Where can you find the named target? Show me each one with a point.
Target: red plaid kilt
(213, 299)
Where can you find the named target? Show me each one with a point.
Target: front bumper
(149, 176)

-- -- --

Output the entire data exactly, line for line.

Where can you find the named target? Show me each one with a point.
Target: red plaid kilt
(213, 299)
Where can you find the named target? Show me each one with a point.
Target: front bumper
(149, 176)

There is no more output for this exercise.